[Stored items]
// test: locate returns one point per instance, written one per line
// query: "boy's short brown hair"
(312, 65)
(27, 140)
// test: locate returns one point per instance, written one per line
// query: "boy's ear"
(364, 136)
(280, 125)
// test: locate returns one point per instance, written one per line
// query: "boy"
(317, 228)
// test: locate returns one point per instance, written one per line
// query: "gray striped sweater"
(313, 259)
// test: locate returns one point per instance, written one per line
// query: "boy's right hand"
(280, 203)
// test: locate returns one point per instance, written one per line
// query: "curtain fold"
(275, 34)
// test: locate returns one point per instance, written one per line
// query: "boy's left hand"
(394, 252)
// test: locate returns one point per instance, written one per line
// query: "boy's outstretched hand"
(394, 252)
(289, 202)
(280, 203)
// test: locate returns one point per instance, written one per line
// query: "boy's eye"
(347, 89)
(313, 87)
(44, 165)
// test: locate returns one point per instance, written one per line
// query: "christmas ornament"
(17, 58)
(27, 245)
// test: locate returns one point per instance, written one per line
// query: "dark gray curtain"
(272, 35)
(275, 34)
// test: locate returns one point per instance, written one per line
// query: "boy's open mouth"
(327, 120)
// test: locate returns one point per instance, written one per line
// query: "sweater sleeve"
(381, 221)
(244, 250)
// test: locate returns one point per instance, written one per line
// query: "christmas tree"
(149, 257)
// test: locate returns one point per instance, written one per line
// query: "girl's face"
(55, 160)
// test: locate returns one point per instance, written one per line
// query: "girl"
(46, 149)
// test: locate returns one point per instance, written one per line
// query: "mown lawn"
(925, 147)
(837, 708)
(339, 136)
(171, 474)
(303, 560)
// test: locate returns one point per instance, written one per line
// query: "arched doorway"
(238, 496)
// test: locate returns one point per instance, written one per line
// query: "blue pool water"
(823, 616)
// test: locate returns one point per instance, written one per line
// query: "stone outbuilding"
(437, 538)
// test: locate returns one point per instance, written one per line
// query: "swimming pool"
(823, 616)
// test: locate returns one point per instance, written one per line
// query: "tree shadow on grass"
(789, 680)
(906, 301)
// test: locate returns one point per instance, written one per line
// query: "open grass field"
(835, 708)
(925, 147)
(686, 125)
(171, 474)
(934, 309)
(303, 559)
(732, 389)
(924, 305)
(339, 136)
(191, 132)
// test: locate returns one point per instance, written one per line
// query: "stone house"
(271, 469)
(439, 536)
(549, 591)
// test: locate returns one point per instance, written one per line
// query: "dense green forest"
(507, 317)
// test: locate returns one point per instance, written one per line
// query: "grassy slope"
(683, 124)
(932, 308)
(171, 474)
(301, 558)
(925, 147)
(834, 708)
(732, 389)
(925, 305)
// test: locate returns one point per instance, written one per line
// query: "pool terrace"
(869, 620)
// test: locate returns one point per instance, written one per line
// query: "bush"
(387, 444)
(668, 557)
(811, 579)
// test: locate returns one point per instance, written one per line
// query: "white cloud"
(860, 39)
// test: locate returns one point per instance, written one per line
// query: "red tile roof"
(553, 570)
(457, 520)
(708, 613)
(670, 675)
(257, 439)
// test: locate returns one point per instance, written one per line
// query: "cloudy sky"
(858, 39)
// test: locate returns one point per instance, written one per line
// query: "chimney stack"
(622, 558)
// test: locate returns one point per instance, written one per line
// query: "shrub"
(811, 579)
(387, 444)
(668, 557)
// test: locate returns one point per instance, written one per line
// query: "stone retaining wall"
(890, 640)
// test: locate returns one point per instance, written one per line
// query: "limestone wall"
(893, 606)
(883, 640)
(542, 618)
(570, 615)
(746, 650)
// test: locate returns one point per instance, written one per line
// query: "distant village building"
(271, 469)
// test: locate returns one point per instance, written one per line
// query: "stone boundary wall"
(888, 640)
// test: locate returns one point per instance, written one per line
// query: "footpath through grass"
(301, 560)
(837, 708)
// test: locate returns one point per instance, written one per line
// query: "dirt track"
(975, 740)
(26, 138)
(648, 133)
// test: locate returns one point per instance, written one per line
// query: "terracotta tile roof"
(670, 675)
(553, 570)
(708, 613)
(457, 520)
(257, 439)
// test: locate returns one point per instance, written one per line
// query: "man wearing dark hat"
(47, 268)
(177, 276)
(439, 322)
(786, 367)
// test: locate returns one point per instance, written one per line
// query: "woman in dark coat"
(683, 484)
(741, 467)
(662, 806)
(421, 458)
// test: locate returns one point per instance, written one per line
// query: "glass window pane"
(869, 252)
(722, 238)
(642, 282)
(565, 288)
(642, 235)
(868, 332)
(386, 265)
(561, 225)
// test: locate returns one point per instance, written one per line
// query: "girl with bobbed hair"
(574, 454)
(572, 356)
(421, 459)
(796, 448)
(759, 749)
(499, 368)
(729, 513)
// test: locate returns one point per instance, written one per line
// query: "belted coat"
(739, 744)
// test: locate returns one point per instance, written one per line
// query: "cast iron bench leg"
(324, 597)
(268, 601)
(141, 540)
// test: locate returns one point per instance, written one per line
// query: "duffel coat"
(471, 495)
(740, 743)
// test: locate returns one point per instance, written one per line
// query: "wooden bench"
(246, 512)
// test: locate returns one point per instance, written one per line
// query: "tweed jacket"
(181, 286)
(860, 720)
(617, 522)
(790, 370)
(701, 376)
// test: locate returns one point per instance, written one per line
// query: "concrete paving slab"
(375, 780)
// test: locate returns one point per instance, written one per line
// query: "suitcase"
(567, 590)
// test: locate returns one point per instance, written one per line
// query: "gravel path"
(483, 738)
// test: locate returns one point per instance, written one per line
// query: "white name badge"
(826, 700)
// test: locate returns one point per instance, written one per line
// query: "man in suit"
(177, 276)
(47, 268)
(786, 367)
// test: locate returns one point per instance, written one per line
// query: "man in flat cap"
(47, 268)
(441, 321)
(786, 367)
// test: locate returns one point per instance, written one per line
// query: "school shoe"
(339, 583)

▶ [Work item] The records above are to be given again in full, exactly as written.

▶ [Task response]
// test: locate returns one point per instance, written one per line
// query: "boy's short brown hair"
(312, 65)
(27, 140)
// test: locate returns one point per instance, written one per line
// query: "boy's ear"
(364, 136)
(280, 125)
// test: locate returns one point per instance, written one per line
// query: "boy"
(317, 228)
// test: locate returns one point per instance, written one per line
// query: "gray striped sweater"
(313, 259)
// test: locate returns one point per instance, written one per line
// query: "boy's right hand"
(280, 203)
// test: locate returns one point per instance, written one per line
// query: "curtain fold"
(275, 34)
// test: locate returns one point per instance, written one per line
// query: "boy's left hand"
(394, 252)
// test: locate returns one point per instance, written one per line
// query: "boy's outstretched hand"
(394, 252)
(289, 202)
(280, 203)
// test: locate returns one point per instance, written one per line
// query: "boy's eye"
(347, 89)
(313, 87)
(44, 165)
// test: locate returns one point per instance, written one per line
// query: "christmas ornament"
(17, 58)
(27, 245)
// test: locate returns one point per instance, written one per line
// query: "dark gray curtain"
(272, 35)
(275, 34)
// test: locate returns one point per instance, written one per line
// query: "boy's open mouth"
(327, 120)
// test: locate returns one point per instance, written one per line
// query: "sweater sleeve"
(381, 221)
(244, 250)
// test: locate returns one point per instance, written one per line
// query: "christmas tree"
(149, 257)
// test: locate returns one point per instance, written one per line
// query: "girl's face"
(55, 160)
// test: locate returns one point per instance, written one per line
// query: "girl"
(46, 149)
// test: locate returns one point per instance, written one per line
// query: "mown lawn"
(925, 147)
(837, 708)
(339, 136)
(171, 474)
(303, 560)
// test: locate returns one point per instance, written one per line
// query: "arched doorway"
(238, 496)
// test: locate returns one point per instance, written one per line
// query: "blue pool water"
(823, 616)
// test: locate returns one point per instance, written one per line
// query: "stone outbuilding"
(437, 538)
// test: locate returns one point per instance, written one per line
// query: "swimming pool"
(823, 616)
// test: locate returns one point per instance, written one per line
// query: "tree shadow on grass"
(789, 680)
(906, 301)
// test: locate returns one point per instance, written one per line
// query: "open grass field"
(835, 708)
(925, 147)
(686, 125)
(171, 474)
(934, 309)
(303, 559)
(732, 389)
(924, 305)
(339, 136)
(191, 132)
// test: locate returns one point per instance, written one per line
// query: "stone house"
(271, 469)
(439, 536)
(549, 591)
// test: locate returns one point per instance, written one per line
// query: "dense green forest"
(507, 317)
// test: locate returns one point per instance, written one per line
// query: "grassy slope"
(683, 124)
(932, 308)
(171, 474)
(301, 558)
(925, 147)
(834, 708)
(732, 389)
(925, 305)
// test: locate returns one point per instance, written one per line
// query: "pool terrace"
(869, 620)
// test: locate returns one point per instance, written one per line
// query: "bush"
(387, 444)
(668, 557)
(811, 579)
// test: locate returns one point per instance, written one per line
// query: "white cloud"
(860, 39)
// test: locate returns one point per instance, written one per line
// query: "red tile roof"
(553, 570)
(457, 520)
(708, 613)
(670, 675)
(257, 439)
// test: locate returns one point per instance, written one per line
// query: "cloudy sky"
(858, 39)
// test: locate returns one point per instance, written one per line
// query: "chimney stack"
(622, 558)
// test: locate returns one point per instance, written one per line
// query: "shrub"
(811, 579)
(387, 444)
(668, 557)
// test: locate returns one point per instance, written one per line
// query: "stone retaining wall"
(890, 640)
// test: locate returns one point per instance, written one per line
// query: "limestone wall"
(893, 606)
(883, 640)
(542, 618)
(570, 615)
(746, 650)
// test: locate returns one point per instance, written one per line
// query: "distant village building"
(271, 469)
// test: locate returns one point per instance, written one per line
// query: "stone boundary wall"
(888, 640)
// test: locate returns one point per instance, written one per line
// query: "footpath through grass"
(301, 560)
(837, 708)
// test: locate returns one point per instance, written one per line
// query: "dirt track"
(975, 740)
(26, 138)
(648, 133)
// test: locate returns one point per instance, written one per line
// query: "terracotta tile roof"
(670, 675)
(553, 570)
(708, 613)
(457, 520)
(257, 439)
// test: locate returns one point per instance, written one per line
// query: "man wearing dark hat"
(47, 268)
(177, 276)
(439, 322)
(786, 367)
// test: locate returns one point per instance, written one per line
// query: "woman in dark coat"
(683, 484)
(741, 467)
(662, 806)
(421, 458)
// test: locate returns one point per instance, written one per line
// query: "glass window pane"
(869, 252)
(722, 238)
(642, 282)
(565, 288)
(642, 235)
(868, 332)
(386, 265)
(561, 225)
// test: locate returns one point per instance, written one per line
// query: "girl with bobbed hair"
(574, 454)
(572, 356)
(421, 459)
(796, 448)
(759, 749)
(499, 368)
(729, 513)
// test: locate returns one point per instance, written one per line
// query: "belted coat"
(739, 744)
// test: locate returns one point per instance, written one per line
// query: "cast iron bench leg"
(324, 597)
(268, 601)
(141, 540)
// test: locate returns one point per instance, written one per line
// query: "duffel coat"
(471, 495)
(740, 743)
// test: locate returns one point per instance, written one per line
// query: "wooden bench"
(246, 512)
// test: locate returns one point per instance, written one per line
// query: "tweed jacket"
(181, 286)
(860, 720)
(617, 522)
(790, 370)
(701, 376)
// test: locate returns one point per instance, written one per line
// query: "concrete paving slab"
(375, 780)
// test: locate returns one point per instance, written one per line
// query: "suitcase"
(567, 590)
// test: locate returns one point per instance, written one per line
// query: "gravel path"
(483, 738)
// test: locate returns one point per instance, written one per line
// query: "white name badge"
(826, 700)
// test: locate returns one point per instance, written one per line
// query: "man in suit"
(177, 276)
(47, 268)
(786, 367)
// test: locate returns one point per instance, written one per line
// query: "man in flat cap"
(47, 268)
(441, 321)
(786, 367)
// test: locate returns one point per instance, written one per line
// query: "school shoe"
(339, 583)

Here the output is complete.